>>>

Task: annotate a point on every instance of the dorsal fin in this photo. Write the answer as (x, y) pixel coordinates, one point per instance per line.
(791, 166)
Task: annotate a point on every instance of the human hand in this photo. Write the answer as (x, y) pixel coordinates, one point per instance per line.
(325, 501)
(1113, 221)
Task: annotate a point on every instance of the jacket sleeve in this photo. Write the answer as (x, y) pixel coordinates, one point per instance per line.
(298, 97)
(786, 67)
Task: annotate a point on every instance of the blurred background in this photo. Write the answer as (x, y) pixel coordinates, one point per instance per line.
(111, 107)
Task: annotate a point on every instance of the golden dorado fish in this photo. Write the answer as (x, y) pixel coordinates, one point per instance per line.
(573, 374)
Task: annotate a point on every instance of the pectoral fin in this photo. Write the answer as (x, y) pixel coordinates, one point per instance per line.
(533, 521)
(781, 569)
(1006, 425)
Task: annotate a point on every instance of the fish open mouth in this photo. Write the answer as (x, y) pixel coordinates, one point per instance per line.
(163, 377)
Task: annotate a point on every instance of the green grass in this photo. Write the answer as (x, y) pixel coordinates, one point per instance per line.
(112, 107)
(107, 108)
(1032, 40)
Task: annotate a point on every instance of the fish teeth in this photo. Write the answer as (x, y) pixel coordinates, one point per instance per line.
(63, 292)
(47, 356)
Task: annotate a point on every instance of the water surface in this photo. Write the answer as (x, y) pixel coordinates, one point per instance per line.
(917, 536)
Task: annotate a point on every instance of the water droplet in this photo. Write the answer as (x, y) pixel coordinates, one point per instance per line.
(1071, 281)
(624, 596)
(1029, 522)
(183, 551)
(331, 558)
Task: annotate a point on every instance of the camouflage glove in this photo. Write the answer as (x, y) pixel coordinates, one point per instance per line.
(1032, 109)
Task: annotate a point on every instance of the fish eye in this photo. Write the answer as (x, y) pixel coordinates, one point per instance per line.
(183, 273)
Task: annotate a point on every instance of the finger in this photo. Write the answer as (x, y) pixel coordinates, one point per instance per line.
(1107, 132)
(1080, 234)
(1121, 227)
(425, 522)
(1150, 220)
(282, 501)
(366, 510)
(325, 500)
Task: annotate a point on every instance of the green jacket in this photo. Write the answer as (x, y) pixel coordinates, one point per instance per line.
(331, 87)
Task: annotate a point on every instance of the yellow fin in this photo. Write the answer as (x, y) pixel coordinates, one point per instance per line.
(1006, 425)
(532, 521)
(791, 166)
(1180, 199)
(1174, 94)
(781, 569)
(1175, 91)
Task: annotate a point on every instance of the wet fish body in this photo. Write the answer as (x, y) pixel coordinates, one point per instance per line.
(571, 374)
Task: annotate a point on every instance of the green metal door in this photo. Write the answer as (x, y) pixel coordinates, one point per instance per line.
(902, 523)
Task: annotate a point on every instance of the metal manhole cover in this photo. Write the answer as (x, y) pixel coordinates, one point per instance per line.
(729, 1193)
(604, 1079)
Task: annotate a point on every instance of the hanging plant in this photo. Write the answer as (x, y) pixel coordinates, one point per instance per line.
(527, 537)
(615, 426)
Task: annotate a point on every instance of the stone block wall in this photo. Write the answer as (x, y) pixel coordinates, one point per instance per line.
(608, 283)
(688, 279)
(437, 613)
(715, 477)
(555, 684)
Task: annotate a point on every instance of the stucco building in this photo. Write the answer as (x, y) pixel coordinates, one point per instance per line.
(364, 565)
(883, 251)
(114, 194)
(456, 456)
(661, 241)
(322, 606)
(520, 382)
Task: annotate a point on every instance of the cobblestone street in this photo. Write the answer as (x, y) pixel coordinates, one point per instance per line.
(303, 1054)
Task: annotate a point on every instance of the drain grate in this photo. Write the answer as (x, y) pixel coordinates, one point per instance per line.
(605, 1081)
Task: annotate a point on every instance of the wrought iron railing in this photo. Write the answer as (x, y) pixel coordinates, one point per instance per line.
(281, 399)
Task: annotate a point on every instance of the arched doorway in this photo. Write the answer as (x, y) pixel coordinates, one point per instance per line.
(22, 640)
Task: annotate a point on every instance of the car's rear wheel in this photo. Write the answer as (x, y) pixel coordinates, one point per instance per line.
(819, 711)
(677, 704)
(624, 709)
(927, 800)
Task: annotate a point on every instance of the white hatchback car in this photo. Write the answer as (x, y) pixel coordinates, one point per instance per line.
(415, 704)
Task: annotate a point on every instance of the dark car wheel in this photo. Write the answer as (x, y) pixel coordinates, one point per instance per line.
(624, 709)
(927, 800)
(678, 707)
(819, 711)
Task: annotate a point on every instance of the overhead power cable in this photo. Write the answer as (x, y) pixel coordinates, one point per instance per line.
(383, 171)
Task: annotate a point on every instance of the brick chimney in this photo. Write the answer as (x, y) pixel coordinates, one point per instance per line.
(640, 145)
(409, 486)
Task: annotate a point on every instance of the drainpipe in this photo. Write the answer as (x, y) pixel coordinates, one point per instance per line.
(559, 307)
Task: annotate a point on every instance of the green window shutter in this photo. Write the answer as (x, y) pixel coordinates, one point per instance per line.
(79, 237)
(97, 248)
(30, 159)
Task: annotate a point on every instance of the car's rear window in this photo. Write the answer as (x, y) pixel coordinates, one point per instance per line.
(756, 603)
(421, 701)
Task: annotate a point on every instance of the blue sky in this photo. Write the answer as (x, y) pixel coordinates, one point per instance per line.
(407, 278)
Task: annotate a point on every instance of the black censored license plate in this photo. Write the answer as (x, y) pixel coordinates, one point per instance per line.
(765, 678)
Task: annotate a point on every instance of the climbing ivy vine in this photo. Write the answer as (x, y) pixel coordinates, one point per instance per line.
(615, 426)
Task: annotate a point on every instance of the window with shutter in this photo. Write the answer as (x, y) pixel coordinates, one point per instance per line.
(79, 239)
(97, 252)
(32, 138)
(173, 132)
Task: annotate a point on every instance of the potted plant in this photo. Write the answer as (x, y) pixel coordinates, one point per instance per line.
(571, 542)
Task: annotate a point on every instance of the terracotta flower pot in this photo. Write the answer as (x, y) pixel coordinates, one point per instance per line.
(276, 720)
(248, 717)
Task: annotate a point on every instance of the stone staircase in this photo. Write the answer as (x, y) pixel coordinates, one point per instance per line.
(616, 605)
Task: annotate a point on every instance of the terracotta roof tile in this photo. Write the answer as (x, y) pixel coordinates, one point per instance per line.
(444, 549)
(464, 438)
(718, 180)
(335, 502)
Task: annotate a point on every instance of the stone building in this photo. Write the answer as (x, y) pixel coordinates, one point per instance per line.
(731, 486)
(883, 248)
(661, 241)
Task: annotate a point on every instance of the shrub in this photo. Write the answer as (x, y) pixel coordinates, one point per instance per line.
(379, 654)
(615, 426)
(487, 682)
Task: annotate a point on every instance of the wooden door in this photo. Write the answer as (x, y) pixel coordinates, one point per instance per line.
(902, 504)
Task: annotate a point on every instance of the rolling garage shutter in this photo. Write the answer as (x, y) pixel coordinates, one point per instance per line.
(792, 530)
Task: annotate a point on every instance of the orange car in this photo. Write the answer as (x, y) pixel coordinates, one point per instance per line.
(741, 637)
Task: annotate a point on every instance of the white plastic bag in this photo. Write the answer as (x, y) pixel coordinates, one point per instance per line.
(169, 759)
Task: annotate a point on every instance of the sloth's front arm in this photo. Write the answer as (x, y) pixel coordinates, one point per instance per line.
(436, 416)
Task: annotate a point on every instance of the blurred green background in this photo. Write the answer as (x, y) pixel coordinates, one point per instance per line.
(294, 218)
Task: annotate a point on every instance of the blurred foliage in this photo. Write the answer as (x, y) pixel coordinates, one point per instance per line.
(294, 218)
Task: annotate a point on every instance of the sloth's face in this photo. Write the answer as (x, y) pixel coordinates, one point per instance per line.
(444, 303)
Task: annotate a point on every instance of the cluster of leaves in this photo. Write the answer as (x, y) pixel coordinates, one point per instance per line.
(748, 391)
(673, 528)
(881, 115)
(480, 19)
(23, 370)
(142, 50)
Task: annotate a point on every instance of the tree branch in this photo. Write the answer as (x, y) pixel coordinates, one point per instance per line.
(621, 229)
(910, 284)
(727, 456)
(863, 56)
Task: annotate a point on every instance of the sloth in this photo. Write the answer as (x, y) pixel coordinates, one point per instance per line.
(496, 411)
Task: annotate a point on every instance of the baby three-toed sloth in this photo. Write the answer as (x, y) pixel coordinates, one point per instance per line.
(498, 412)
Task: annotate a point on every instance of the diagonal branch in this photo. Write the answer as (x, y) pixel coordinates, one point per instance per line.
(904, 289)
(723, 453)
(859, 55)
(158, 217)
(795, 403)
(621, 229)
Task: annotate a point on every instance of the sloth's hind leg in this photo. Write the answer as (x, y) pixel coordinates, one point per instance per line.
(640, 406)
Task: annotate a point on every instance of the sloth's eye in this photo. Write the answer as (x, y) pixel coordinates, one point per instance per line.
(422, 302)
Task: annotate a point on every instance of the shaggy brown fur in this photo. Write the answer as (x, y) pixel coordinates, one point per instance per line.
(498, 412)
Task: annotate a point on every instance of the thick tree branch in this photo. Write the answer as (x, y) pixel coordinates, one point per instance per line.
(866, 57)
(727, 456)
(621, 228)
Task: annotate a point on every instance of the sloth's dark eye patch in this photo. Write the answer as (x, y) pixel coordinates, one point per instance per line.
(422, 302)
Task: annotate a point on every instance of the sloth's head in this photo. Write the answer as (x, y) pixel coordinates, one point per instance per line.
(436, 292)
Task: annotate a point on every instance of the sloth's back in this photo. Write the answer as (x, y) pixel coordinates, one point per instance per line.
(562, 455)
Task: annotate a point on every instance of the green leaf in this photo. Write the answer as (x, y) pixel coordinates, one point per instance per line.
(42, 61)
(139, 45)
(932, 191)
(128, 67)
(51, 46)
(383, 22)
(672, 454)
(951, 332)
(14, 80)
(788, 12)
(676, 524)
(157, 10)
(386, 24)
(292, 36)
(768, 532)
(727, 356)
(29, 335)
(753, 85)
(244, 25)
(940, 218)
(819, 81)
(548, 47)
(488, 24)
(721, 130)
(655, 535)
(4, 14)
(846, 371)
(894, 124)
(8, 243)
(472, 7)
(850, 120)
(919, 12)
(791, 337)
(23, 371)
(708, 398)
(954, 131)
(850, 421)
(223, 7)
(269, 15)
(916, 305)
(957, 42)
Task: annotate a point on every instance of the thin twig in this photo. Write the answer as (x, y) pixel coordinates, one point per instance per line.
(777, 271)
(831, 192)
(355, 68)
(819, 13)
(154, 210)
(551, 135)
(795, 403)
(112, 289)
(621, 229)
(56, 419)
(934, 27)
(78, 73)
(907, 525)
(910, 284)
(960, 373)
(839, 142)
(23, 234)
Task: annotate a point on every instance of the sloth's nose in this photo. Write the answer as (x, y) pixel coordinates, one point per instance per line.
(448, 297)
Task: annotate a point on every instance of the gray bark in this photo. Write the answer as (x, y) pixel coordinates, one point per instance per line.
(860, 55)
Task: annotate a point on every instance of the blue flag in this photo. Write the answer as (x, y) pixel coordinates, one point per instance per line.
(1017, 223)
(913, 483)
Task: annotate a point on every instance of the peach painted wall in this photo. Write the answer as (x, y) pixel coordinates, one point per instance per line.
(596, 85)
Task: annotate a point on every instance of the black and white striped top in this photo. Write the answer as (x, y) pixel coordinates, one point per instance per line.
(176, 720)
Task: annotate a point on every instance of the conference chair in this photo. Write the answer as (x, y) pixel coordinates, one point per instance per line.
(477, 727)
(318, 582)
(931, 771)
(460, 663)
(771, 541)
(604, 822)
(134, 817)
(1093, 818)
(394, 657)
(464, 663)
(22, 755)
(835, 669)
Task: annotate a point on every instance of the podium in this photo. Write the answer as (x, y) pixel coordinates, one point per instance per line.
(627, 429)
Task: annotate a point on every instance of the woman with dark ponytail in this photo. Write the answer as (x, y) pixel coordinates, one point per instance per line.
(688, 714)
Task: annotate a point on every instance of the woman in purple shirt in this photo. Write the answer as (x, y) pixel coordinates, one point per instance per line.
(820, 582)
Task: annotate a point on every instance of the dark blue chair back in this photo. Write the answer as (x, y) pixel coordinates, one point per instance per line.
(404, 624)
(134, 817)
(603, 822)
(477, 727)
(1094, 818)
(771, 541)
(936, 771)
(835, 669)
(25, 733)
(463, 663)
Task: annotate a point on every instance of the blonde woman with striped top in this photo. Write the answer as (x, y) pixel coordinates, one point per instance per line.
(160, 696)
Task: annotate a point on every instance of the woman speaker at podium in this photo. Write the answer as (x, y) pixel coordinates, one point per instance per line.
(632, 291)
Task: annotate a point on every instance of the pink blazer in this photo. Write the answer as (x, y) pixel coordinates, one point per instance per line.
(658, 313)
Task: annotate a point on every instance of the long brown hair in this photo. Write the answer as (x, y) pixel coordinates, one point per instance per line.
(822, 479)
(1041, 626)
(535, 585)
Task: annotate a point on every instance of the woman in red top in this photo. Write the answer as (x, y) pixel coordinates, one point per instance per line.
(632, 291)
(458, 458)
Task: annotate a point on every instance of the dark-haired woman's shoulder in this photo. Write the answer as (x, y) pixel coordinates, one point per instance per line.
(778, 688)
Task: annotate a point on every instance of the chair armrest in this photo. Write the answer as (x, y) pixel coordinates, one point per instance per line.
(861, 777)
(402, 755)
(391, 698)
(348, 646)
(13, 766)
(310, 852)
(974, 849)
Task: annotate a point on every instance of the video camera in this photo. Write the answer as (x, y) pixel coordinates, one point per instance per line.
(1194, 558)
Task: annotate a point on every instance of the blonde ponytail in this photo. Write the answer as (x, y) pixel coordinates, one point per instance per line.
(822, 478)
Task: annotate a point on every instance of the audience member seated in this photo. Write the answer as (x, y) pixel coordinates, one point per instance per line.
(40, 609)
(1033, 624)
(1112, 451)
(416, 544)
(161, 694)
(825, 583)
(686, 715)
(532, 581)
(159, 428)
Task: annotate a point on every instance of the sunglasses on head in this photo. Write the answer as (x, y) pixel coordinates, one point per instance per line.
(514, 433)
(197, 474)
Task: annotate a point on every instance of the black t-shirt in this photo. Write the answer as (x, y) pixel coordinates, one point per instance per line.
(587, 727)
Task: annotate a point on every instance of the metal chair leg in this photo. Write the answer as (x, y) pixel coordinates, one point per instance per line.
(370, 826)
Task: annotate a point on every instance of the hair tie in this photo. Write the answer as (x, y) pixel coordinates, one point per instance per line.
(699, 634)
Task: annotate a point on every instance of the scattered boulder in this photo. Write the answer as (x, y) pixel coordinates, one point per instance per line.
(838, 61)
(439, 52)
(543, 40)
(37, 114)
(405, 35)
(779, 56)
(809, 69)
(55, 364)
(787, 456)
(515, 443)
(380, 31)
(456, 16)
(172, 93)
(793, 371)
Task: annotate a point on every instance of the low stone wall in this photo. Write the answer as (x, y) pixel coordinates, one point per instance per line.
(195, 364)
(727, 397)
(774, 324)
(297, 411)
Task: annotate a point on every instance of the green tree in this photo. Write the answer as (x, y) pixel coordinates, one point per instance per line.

<<<

• [BRIEF]:
Everything from the line containing "Task: annotate a point on every instance of the hair" through the last line of the records must be given again exactly; leave out all other lines.

• [TASK RESPONSE]:
Task: annotate a point on every instance of the hair tie in this photo. Write the answer as (x, y) pixel coordinates, one point per instance per line.
(699, 634)
Task: annotate a point on every instance of the scattered boulder in this photo. Write the answer as (x, y) pixel coordinates, one point per instance per line.
(838, 61)
(439, 52)
(543, 40)
(37, 114)
(405, 35)
(779, 56)
(809, 69)
(55, 364)
(787, 456)
(515, 443)
(380, 31)
(456, 16)
(172, 93)
(793, 371)
Task: annotate a point on every instance of the low stone wall in this photo. Write the answer as (x, y) pixel coordinates, one point per instance per line.
(195, 364)
(727, 397)
(774, 324)
(297, 411)
Task: annotate a point on every instance of the green tree in this photo. Write the answer as (x, y) pixel coordinates, one point per instance per line.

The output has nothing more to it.